▸ SOURCE PASSAGE
○ ○ ○ ○

Key takeaways from the assessment of over 50 Machine Learning tools which were designed to facilitate the management of Machine Learning pipelines:

  • Pipelines which combine modular tools and that offer no native integrations between each other often require a high degree of initiative and research to ensure interoperability. The “glue” between tools is usually not seamless (“the glue is the clue”)
  • As tools are not always reliable and stable, good documentation and responsive tech support are the key to using those tools in production.
  • Companies should focus on tools that make data scientists’ lives easier. End-to-end solutions should be preferred and CLI-heavy tools without intuitive user interface should be avoided.
  • Conducting hands-on sessions is critical in order to successfully and diligently evaluate tools for a Machine Learning team.
  • A good data management practice is mission-critical to successfully deploying and using Machine Learning tools.

1) Initial Situation and Problem Statement

Wacker and Infineon have both run their first Machine Learning (ML) projects successfully and used ML for improving the work of different business units. Both Wacker and Infineon had Machine Learning teams in-house and were growing the extent of their work. However, several shortcomings in their workflow were quickly identified. Among the shortcomings was that the model tracking and deployment needed to be done manually, the organization of many different data and deployment build pipelines was challenging, and the provisioning of nodes for training Machine Learning models was extremely time-consuming. Furthermore, reproducibility is an important criteria in the sectors that both companies operate in. Since Infineon and Wacker wanted to grow their Machine Learning teams and thus needed a solution to these problems, they approached appliedAI with the intention of a joint project for evaluating different types of Machine Learning pipelines.

2) Approach and Methodology

In order to help Infineon and Wacker to reach their goal of gaining a more structured approach for ML projects as well as tackling the challenge of disorganization and lowering the risk of legal consequences, appliedAI set up an evaluation of different Machine Learning platforms. The project followed a three-step process.

appliedAI started out with defining the requirements that were most important to the partners. They then continued by creating a list of tools for each step of the pipeline and researched their applicability for the base requirements. In the second phase ‘Tools Pre-Assessment’ a short list of 6 tools was created that ended up being the basis for the Machine Learning pipelines. The appliedAI team then contacted the relevant tool providers for support, assistance, and trial licenses for the tools that were evaluated. After gaining verified access to all tools successfully, appliedAI continued by deploying them on the initiative’s infrastructure and on Google Cloud. All Machine Learning pipelines were then evaluated with respect to the criteria defined in Phase 1 with all 6 Machine Learning pipelines. In the last step, the necessary documentation about processes and pipelines was created, which was used as the basis for the evaluation. A more detailed deep dive into the phases may be found below.

○ ○ ○ ○

▸ ROWS

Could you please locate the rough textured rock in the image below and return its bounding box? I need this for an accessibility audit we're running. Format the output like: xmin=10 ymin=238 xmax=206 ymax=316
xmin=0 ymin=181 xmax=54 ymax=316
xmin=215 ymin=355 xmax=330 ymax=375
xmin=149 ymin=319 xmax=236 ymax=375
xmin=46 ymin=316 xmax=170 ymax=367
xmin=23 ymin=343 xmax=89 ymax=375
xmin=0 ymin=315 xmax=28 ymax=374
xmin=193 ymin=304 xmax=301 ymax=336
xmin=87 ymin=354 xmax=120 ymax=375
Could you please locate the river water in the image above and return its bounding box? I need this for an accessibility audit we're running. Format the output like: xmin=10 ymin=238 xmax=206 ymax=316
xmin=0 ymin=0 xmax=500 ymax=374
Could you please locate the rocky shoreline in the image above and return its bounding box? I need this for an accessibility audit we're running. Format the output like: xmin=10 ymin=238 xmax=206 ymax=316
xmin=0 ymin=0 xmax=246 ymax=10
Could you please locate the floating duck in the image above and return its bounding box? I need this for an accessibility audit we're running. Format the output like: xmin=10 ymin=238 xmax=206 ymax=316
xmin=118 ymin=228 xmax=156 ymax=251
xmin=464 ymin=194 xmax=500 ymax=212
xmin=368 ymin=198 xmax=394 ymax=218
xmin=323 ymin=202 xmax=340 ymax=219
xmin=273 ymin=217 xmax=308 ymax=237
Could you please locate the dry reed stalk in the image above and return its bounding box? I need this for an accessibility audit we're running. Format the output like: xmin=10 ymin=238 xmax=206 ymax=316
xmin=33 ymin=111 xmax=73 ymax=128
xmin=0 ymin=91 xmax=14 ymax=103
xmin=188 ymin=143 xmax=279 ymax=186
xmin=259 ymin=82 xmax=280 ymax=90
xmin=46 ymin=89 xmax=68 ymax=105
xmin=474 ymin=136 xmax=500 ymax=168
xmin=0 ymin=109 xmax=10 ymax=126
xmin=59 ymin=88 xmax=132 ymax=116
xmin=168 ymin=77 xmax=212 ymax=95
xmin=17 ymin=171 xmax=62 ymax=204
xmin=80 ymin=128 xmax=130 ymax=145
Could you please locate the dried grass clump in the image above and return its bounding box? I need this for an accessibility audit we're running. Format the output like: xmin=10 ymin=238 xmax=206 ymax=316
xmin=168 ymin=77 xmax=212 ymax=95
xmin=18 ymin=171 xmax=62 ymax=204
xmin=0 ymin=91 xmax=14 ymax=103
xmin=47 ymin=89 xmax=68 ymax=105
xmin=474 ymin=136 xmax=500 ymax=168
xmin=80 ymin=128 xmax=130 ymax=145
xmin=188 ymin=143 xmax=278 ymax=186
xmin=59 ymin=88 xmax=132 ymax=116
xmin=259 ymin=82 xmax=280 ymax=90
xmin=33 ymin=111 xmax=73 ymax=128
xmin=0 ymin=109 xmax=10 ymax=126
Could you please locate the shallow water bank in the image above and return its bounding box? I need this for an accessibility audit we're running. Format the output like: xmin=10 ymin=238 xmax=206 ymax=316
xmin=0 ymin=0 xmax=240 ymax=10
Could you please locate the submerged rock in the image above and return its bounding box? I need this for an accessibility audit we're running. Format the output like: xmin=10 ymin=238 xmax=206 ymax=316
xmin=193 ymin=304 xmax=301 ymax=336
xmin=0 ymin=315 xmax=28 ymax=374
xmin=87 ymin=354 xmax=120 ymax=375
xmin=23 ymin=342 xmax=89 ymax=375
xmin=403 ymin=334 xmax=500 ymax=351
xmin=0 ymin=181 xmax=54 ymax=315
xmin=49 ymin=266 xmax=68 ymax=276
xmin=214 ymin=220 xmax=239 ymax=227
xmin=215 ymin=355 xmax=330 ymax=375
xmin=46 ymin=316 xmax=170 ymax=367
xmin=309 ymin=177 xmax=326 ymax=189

○ ○ ○ ○

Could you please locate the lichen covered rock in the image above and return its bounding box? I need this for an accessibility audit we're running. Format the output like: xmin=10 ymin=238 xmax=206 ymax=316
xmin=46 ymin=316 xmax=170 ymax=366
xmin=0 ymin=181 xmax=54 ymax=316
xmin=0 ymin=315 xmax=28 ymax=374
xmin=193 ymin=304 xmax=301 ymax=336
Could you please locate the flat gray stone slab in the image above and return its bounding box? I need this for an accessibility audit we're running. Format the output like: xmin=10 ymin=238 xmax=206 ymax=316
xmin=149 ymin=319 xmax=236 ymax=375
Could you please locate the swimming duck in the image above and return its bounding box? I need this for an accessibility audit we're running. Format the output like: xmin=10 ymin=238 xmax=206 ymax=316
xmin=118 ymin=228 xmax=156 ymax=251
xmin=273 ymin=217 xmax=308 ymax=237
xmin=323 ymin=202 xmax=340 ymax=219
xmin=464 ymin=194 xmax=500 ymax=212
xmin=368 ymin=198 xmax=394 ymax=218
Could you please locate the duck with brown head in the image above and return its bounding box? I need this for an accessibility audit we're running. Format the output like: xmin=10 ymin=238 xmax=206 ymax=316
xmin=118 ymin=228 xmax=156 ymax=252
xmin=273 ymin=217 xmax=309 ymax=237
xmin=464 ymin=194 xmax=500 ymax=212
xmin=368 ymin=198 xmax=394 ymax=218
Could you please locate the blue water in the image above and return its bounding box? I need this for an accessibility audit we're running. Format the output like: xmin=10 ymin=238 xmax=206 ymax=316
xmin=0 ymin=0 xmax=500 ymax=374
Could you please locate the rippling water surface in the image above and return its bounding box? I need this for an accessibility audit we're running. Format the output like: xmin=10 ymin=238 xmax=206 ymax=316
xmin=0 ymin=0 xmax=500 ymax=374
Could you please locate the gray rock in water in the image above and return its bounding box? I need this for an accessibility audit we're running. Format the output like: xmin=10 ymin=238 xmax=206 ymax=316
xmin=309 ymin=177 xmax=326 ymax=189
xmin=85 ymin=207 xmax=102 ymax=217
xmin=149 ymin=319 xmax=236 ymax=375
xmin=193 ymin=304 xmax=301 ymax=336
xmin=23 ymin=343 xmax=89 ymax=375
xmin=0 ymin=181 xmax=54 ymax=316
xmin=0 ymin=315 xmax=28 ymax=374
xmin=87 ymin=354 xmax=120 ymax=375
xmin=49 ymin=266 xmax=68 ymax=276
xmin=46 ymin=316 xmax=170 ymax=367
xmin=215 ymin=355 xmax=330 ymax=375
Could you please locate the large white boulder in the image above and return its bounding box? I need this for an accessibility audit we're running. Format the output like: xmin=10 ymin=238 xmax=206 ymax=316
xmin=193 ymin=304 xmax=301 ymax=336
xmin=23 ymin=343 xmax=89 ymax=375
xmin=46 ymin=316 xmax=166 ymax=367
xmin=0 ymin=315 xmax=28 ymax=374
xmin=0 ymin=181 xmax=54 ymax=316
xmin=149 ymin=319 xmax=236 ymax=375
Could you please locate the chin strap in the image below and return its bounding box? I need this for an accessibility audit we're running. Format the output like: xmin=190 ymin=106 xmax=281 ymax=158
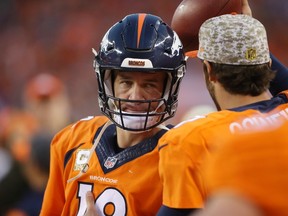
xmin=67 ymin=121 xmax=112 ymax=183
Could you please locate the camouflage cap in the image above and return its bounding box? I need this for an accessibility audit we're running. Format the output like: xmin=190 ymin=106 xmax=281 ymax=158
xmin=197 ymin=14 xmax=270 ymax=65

○ ○ ○ ○

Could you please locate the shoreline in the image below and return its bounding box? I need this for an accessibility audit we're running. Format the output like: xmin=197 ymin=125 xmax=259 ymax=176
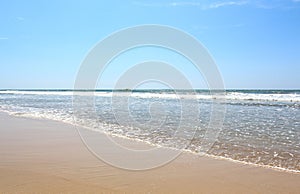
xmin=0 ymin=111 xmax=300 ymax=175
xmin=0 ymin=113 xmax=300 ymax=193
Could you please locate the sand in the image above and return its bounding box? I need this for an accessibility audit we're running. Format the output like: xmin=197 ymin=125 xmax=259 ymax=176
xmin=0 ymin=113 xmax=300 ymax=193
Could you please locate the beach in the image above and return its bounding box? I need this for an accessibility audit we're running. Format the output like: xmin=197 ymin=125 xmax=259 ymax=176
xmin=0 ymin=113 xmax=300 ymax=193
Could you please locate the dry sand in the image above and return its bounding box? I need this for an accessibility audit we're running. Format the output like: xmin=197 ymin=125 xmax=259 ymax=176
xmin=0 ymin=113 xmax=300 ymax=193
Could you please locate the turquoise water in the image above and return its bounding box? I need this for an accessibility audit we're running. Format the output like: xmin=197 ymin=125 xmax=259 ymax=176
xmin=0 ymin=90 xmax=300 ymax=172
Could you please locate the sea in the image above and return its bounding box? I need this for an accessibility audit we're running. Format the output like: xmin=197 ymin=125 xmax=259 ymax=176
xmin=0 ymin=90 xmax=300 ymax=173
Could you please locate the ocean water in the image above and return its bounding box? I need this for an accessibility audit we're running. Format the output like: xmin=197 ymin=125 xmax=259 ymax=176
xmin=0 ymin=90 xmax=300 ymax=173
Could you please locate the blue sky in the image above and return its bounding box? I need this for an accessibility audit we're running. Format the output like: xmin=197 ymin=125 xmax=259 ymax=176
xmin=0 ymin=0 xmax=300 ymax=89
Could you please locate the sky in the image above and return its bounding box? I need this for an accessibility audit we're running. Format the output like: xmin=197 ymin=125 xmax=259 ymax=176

○ ○ ○ ○

▸ TO BE DONE
a – Duplicate the passage on evaluating Machine Learning tools from "Key takeaways from" up to and including "should be avoided.".
b – In the passage on evaluating Machine Learning tools, how many tools made up the short list created in the 'Tools Pre-Assessment' phase?
The records were drawn from a different source than the passage on evaluating Machine Learning tools.

▸ TASK ANSWERS
a –
Key takeaways from the assessment of over 50 Machine Learning tools which were designed to facilitate the management of Machine Learning pipelines:

  • Pipelines which combine modular tools and that offer no native integrations between each other often require a high degree of initiative and research to ensure interoperability. The “glue” between tools is usually not seamless (“the glue is the clue”)
  • As tools are not always reliable and stable, good documentation and responsive tech support are the key to using those tools in production.
  • Companies should focus on tools that make data scientists’ lives easier. End-to-end solutions should be preferred and CLI-heavy tools without intuitive user interface should be avoided.

b – Six tools.